While the virus’ spread across California is on the rise, Newsom argued the state is far more equipped to handle the surge than it was in the early months of the pandemic, when beleaguered states bid against each other for necessary items like ventilators, surgical gowns and other personal protective equipment.
The state has 11 surge facilities with nearly 2,000 beds throughout the state that are able to support overwhelmed hospital systems for up to 96 hours.
According to Newsom, one of those facilities is expected to prepare to open in Imperial County over the next week.
The state’s inventory of personal protective equipment sits in the hundreds of millions, including 180 million N95 masks, 23.9 million face shields and 64.5 million gowns.
“We’ve been very active in building up those supplies, including those surge facilities throughout the state,” Newsom said.
Newsom said the state would also lean on its continuously increasing capacity to test for the coronavirus and report results within 24-to-48 hours.
The state is currently averaging about 164,000 tests per day, and results from some 200,000 tests were reported Sunday.
Newsom argued the state’s preparation for the virus’ next surge as well as progress in vaccine trials from companies like Moderna and Pfizer should be cause for some optimism in combating the virus in the coming months.

- Task requirements:
A – Can you turn the paragraph of the California pandemic-readiness text that begins "The state's inventory of personal protective equipment" into a short list that keeps its main figures?
B – Repeat the California pandemic-readiness text word for word between "While the virus’" and "64.5 million gowns.", inclusive.
C – Pick up the California pandemic-readiness text after its last sentence and continue it.

- Data records:

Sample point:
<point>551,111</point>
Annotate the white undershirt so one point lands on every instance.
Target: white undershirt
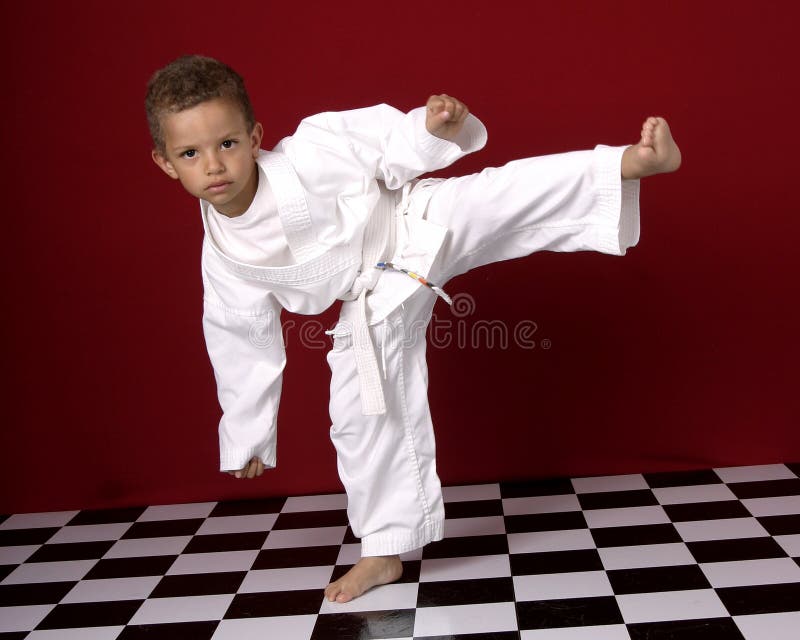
<point>256,237</point>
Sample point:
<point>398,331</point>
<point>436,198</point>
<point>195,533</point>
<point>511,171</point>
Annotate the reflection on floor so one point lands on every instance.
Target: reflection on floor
<point>711,554</point>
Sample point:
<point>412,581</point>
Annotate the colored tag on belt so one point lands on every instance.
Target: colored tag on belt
<point>437,290</point>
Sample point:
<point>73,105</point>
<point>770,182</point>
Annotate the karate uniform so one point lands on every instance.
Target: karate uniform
<point>347,196</point>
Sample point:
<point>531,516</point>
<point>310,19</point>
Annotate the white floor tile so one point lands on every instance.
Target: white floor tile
<point>316,537</point>
<point>695,493</point>
<point>605,632</point>
<point>89,633</point>
<point>146,547</point>
<point>540,541</point>
<point>751,572</point>
<point>475,618</point>
<point>790,544</point>
<point>780,506</point>
<point>725,529</point>
<point>769,626</point>
<point>213,562</point>
<point>23,618</point>
<point>483,526</point>
<point>315,503</point>
<point>648,555</point>
<point>17,554</point>
<point>177,511</point>
<point>625,517</point>
<point>384,598</point>
<point>188,609</point>
<point>671,605</point>
<point>37,520</point>
<point>90,533</point>
<point>238,524</point>
<point>437,569</point>
<point>291,579</point>
<point>112,589</point>
<point>755,473</point>
<point>602,484</point>
<point>471,492</point>
<point>558,586</point>
<point>294,627</point>
<point>540,504</point>
<point>37,572</point>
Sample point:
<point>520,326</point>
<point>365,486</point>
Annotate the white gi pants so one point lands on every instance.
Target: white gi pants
<point>566,202</point>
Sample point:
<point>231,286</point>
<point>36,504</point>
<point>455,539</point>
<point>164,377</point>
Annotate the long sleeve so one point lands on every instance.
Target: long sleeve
<point>246,349</point>
<point>385,143</point>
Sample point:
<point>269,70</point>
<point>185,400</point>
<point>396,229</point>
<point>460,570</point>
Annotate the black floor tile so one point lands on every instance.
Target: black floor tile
<point>681,478</point>
<point>171,631</point>
<point>275,603</point>
<point>617,499</point>
<point>163,528</point>
<point>466,546</point>
<point>215,543</point>
<point>203,584</point>
<point>705,629</point>
<point>247,507</point>
<point>491,635</point>
<point>781,525</point>
<point>636,535</point>
<point>130,567</point>
<point>367,625</point>
<point>300,557</point>
<point>573,612</point>
<point>766,488</point>
<point>706,511</point>
<point>653,579</point>
<point>447,593</point>
<point>555,562</point>
<point>537,522</point>
<point>90,614</point>
<point>530,488</point>
<point>769,598</point>
<point>473,509</point>
<point>739,549</point>
<point>20,537</point>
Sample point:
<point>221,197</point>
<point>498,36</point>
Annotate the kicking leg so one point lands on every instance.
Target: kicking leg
<point>655,153</point>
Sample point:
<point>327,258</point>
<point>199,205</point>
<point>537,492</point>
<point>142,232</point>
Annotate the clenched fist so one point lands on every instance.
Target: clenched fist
<point>445,116</point>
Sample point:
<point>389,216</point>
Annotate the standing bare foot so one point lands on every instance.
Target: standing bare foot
<point>655,153</point>
<point>367,573</point>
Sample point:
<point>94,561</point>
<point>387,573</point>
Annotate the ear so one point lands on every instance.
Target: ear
<point>255,139</point>
<point>164,164</point>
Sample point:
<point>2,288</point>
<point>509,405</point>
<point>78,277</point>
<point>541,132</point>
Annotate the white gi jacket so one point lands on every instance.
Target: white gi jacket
<point>337,183</point>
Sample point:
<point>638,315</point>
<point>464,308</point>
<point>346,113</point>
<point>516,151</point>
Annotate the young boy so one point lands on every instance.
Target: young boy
<point>336,212</point>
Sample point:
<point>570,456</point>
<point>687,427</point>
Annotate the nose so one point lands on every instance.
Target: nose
<point>214,164</point>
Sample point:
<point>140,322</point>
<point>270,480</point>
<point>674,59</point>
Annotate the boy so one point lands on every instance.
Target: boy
<point>336,212</point>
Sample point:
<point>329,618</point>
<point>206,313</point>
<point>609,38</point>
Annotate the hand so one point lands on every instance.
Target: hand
<point>445,116</point>
<point>252,469</point>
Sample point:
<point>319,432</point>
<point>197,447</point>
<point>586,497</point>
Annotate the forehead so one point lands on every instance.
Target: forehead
<point>203,122</point>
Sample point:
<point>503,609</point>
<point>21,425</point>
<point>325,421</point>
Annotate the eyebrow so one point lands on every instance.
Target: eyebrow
<point>227,136</point>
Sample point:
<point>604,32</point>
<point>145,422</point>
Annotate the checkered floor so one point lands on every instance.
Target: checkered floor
<point>709,554</point>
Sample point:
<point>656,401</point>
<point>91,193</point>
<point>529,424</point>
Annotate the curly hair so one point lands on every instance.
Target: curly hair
<point>185,83</point>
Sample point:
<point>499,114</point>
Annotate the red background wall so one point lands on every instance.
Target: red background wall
<point>682,354</point>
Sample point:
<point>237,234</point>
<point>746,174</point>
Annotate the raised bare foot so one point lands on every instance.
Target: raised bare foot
<point>655,153</point>
<point>367,573</point>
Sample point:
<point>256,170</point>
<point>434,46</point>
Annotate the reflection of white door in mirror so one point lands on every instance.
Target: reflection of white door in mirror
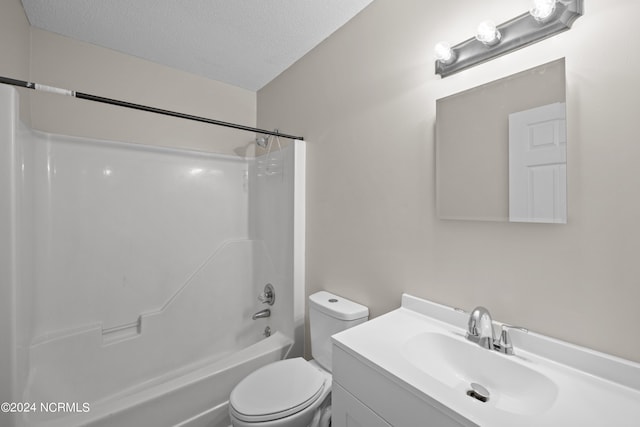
<point>538,165</point>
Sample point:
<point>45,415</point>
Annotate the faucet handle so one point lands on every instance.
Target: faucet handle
<point>504,344</point>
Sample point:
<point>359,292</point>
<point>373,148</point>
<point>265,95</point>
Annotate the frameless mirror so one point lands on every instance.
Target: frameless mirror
<point>501,149</point>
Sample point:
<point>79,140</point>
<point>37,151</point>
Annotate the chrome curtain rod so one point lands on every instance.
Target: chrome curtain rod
<point>52,89</point>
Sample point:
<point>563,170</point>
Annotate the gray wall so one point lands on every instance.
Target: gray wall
<point>365,101</point>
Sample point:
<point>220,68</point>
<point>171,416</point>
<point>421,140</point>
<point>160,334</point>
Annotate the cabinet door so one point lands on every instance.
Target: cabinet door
<point>347,411</point>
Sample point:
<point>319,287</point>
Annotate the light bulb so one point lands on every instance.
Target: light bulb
<point>444,53</point>
<point>542,9</point>
<point>488,33</point>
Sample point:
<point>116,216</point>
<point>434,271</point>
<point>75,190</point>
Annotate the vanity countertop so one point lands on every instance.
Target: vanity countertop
<point>546,382</point>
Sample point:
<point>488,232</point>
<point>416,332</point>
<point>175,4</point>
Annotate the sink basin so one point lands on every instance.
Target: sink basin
<point>457,363</point>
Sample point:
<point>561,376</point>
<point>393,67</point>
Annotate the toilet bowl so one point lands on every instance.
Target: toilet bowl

- Answers to the exercises:
A –
California's personal protective equipment inventory is in the hundreds of millions, including:
- 180 million N95 masks
- 23.9 million face shields
- 64.5 million gowns

B –
While the virus’ spread across California is on the rise, Newsom argued the state is far more equipped to handle the surge than it was in the early months of the pandemic, when beleaguered states bid against each other for necessary items like ventilators, surgical gowns and other personal protective equipment.
The state has 11 surge facilities with nearly 2,000 beds throughout the state that are able to support overwhelmed hospital systems for up to 96 hours.
According to Newsom, one of those facilities is expected to prepare to open in Imperial County over the next week.
The state’s inventory of personal protective equipment sits in the hundreds of millions, including 180 million N95 masks, 23.9 million face shields and 64.5 million gowns.

C –
“Bottom line is, we’re moving from a marathon to a sprint,” he said, adding that there is a “proverbial light at the end of this very long, dark tunnel.”
Newsom and state Health and Human Services Secretary Dr. Mark Ghaly acknowledged that some local-level officials have questioned the efficacy of closing businesses in an effort to stop the virus’ spread when private social gatherings have often been the cause of rising case rates.
Ghaly suggested that activities like sit-down dining at restaurants, particularly indoors, and working at an indoor office building are just as likely to result in the virus spreading as attending a private gathering.
“Those are the ideal situations for COVID to spread and the situations we know we want to try to avoid,” Ghaly said.
The state recorded a test positivity rate of 4.6 percent of the last 14 days, which Newsom acknowledged is well below the seven-day national positivity rate of 9.6 percent, according to Johns Hopkins University.
However, California’s 14-day positivity rate rose from 3.2 percent on Nov. 2 to 4.6 percent Monday while coronavirus hospitalizations increased 48 percent over the last 14 days, Newsom said.
“While we have fared better than the national average, we don’t compare ourselves to the average,” he said. “We can do more and we can do better.”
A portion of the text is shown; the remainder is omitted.